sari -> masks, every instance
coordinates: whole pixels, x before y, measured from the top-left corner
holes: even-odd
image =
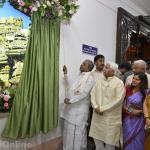
[[[148,108],[148,113],[150,116],[150,91],[148,92],[148,95],[146,97],[146,106]],[[144,150],[150,150],[150,132],[146,133]]]
[[[143,110],[143,95],[136,92],[127,96],[126,107],[131,105],[137,109]],[[145,131],[144,131],[144,115],[123,114],[123,148],[124,150],[144,150]]]

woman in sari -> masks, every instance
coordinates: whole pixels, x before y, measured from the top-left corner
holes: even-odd
[[[143,103],[148,88],[147,76],[135,74],[130,87],[126,88],[123,106],[123,148],[124,150],[144,150]]]
[[[146,123],[146,138],[144,150],[150,150],[150,90],[148,91],[146,99],[144,101],[144,117]]]

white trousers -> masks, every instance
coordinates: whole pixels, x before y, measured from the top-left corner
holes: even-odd
[[[64,120],[63,150],[86,150],[86,125],[77,126]]]
[[[96,150],[115,150],[115,146],[104,144],[103,141],[94,139]]]

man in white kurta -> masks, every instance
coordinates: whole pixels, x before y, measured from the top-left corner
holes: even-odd
[[[148,87],[150,88],[150,74],[146,73],[147,64],[144,60],[136,60],[133,63],[133,74],[128,76],[125,85],[131,85],[134,74],[136,73],[145,73],[148,79]]]
[[[86,150],[86,125],[89,113],[90,92],[94,84],[91,70],[94,64],[85,60],[81,74],[69,89],[63,111],[63,150]]]
[[[92,75],[95,82],[97,82],[98,80],[104,77],[103,75],[104,63],[105,63],[105,57],[103,55],[96,55],[94,57],[94,64],[96,66],[96,69],[92,72]]]
[[[107,63],[105,78],[91,92],[94,111],[89,135],[94,138],[96,150],[115,150],[119,146],[124,84],[115,76],[116,70],[116,64]]]

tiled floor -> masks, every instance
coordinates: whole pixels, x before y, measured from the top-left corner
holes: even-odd
[[[28,150],[60,150],[61,144],[61,138],[57,138]]]

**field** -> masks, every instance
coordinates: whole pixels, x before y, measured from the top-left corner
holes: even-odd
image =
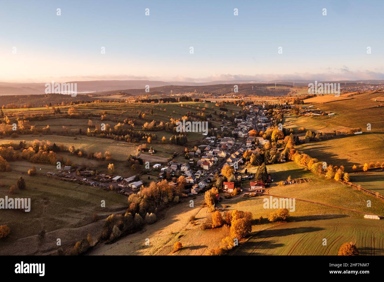
[[[382,256],[383,227],[381,221],[355,218],[290,222],[255,233],[233,254],[335,256],[341,244],[351,241],[361,255]]]
[[[9,236],[0,241],[2,255],[56,254],[59,249],[72,247],[88,233],[96,238],[104,219],[126,207],[125,196],[41,175],[23,175],[26,189],[10,195],[9,186],[20,175],[17,170],[0,173],[0,184],[3,185],[0,198],[30,198],[31,206],[29,212],[7,209],[0,213],[0,222],[11,230]],[[105,208],[101,206],[102,200],[106,201]],[[96,221],[93,222],[94,213]],[[61,247],[56,244],[58,238],[61,239]]]
[[[313,158],[333,165],[344,165],[352,170],[354,165],[384,161],[384,132],[342,136],[319,142],[306,143],[296,149]]]
[[[374,192],[384,195],[384,171],[373,170],[350,174],[351,181]]]

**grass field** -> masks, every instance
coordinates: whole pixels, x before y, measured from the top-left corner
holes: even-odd
[[[361,255],[383,255],[383,227],[381,220],[349,218],[290,222],[254,233],[233,254],[335,256],[342,244],[352,241]]]
[[[350,173],[351,181],[366,189],[384,195],[384,171],[368,171]]]
[[[383,138],[384,132],[364,133],[306,143],[296,149],[327,164],[344,165],[349,171],[354,165],[384,161]]]
[[[116,193],[39,175],[23,175],[26,189],[10,195],[9,186],[20,175],[16,170],[0,173],[0,183],[5,185],[0,187],[0,198],[30,198],[31,206],[29,212],[7,209],[0,213],[0,223],[11,229],[10,235],[0,241],[1,255],[56,254],[57,238],[65,249],[88,233],[95,237],[102,219],[127,205],[126,197]],[[105,208],[101,206],[102,200]],[[94,213],[99,222],[92,223]]]

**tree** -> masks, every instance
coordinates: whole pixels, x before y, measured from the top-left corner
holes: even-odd
[[[263,183],[266,181],[266,180],[268,178],[268,172],[265,163],[263,163],[257,169],[257,172],[256,172],[255,178],[258,181]]]
[[[245,238],[252,231],[250,221],[245,218],[232,220],[230,230],[233,238],[237,239]]]
[[[220,227],[224,223],[223,217],[220,211],[216,211],[212,216],[212,228]]]
[[[10,233],[10,228],[7,225],[0,225],[0,238],[5,238]]]
[[[180,242],[177,242],[173,246],[173,252],[175,252],[183,247],[183,245]]]
[[[208,206],[210,207],[215,204],[215,195],[212,193],[210,190],[205,191],[204,199],[205,200],[205,203],[208,205]]]
[[[343,176],[343,179],[346,182],[349,182],[349,175],[348,172],[346,172],[344,173],[344,176]]]
[[[336,181],[341,181],[343,180],[343,172],[338,172],[335,174],[334,180]]]
[[[358,256],[359,251],[356,245],[352,242],[344,243],[339,249],[338,256]]]
[[[31,168],[31,169],[28,170],[28,175],[35,175],[36,174],[36,168],[34,166]]]
[[[108,172],[111,174],[115,172],[115,166],[113,163],[110,163],[108,165]]]
[[[230,165],[225,165],[221,169],[221,174],[227,178],[228,181],[234,175],[235,170],[233,167]]]
[[[20,190],[23,190],[25,189],[25,181],[22,176],[19,178],[19,179],[16,182],[16,187]]]
[[[279,209],[273,211],[268,216],[268,220],[271,222],[285,221],[289,217],[289,212],[287,209]]]
[[[114,241],[117,239],[121,235],[121,231],[118,227],[117,226],[114,225],[112,229],[112,233],[111,233],[111,236],[109,239],[112,241]]]

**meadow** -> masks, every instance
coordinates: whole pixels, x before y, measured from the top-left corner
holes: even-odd
[[[88,233],[96,238],[104,219],[127,207],[125,196],[40,173],[29,176],[23,173],[23,169],[19,167],[10,172],[0,172],[0,198],[30,198],[31,206],[29,212],[7,209],[0,213],[0,222],[11,229],[9,236],[0,240],[1,255],[57,254],[58,249],[70,249]],[[9,186],[21,175],[26,189],[10,195]],[[105,208],[101,207],[102,200],[105,201]],[[56,244],[58,238],[61,246]]]

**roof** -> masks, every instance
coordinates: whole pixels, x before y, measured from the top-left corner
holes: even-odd
[[[261,182],[258,182],[256,181],[251,181],[249,183],[249,184],[251,186],[265,186],[265,185]]]
[[[223,185],[226,185],[228,189],[233,189],[235,188],[234,182],[223,182]]]
[[[136,182],[132,182],[132,183],[130,183],[128,185],[134,185],[135,186],[140,186],[142,185],[143,183],[141,181],[136,181]]]

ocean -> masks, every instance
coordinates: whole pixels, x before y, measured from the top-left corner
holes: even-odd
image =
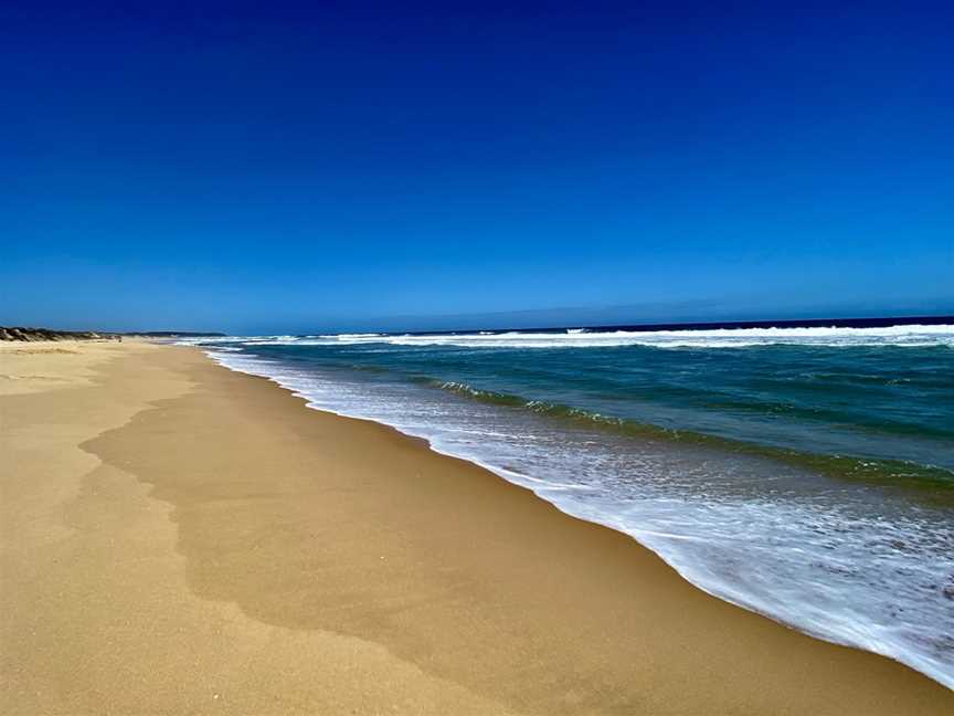
[[[819,323],[181,343],[954,688],[954,320]]]

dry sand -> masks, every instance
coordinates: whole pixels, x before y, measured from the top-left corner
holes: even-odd
[[[954,713],[194,349],[6,345],[0,430],[2,714]]]

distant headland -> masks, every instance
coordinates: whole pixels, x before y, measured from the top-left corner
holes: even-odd
[[[214,338],[225,334],[195,333],[186,330],[146,330],[135,333],[115,333],[102,330],[51,330],[25,326],[0,326],[0,340],[115,340],[123,336],[141,336],[145,338],[172,338],[178,336],[189,338]]]

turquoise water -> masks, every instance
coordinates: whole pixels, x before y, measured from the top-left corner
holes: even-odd
[[[713,594],[954,685],[954,326],[229,338]]]

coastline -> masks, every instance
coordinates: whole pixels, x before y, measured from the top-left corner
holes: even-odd
[[[954,706],[895,662],[710,597],[629,537],[198,349],[76,350],[14,366],[22,390],[2,399],[4,713]]]

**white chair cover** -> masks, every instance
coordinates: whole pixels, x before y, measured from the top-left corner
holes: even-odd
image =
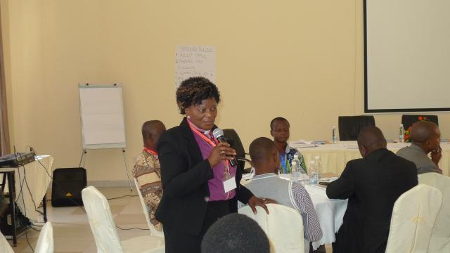
[[[395,202],[386,253],[427,252],[442,203],[441,192],[419,184]]]
[[[450,177],[430,172],[418,175],[419,183],[439,189],[442,206],[431,233],[428,252],[450,252]]]
[[[267,208],[270,214],[260,207],[257,207],[256,214],[249,206],[240,208],[238,212],[259,224],[276,252],[304,252],[303,220],[300,213],[278,204],[269,204]]]
[[[9,245],[1,232],[0,232],[0,252],[14,253],[11,245]]]
[[[39,233],[39,237],[36,243],[34,253],[53,253],[53,228],[51,223],[46,222]]]
[[[139,190],[139,185],[138,184],[137,180],[134,179],[134,185],[136,186],[136,190],[138,192],[138,195],[139,195],[139,200],[141,200],[141,205],[142,205],[142,211],[143,212],[143,214],[146,216],[146,219],[147,220],[147,224],[148,224],[148,228],[150,228],[150,234],[154,236],[159,236],[161,238],[164,238],[164,232],[158,231],[155,228],[153,224],[150,222],[150,216],[148,215],[148,207],[146,205],[146,202],[143,200],[143,197],[142,197],[142,194],[141,193],[141,190]]]
[[[164,252],[164,240],[159,237],[141,236],[121,242],[105,196],[94,186],[83,189],[82,196],[98,253]]]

#####

**GOAL OF THE EXERCISE**
Reproduce the rows above verbatim, from the line containing "woman in sari -> masks, every instance" through the line containing "[[[96,150],[115,150],[115,146],[104,144],[103,141],[94,139]]]", with both of those lines included.

**OUTPUT OF THE EXERCISE**
woman in sari -> masks, every instance
coordinates: whole pixels, x before y, measured from the top-left corner
holes: even-odd
[[[143,103],[148,88],[147,76],[135,74],[130,87],[126,88],[123,106],[123,148],[124,150],[144,150]]]
[[[146,123],[146,138],[144,150],[150,150],[150,90],[148,91],[146,99],[144,101],[144,117]]]

white trousers -> masks, every instance
coordinates: whole pixels, x before y, measured from the top-left corner
holes: even-odd
[[[64,120],[63,150],[86,150],[86,125],[77,126]]]
[[[96,150],[115,150],[115,146],[104,144],[103,141],[94,139]]]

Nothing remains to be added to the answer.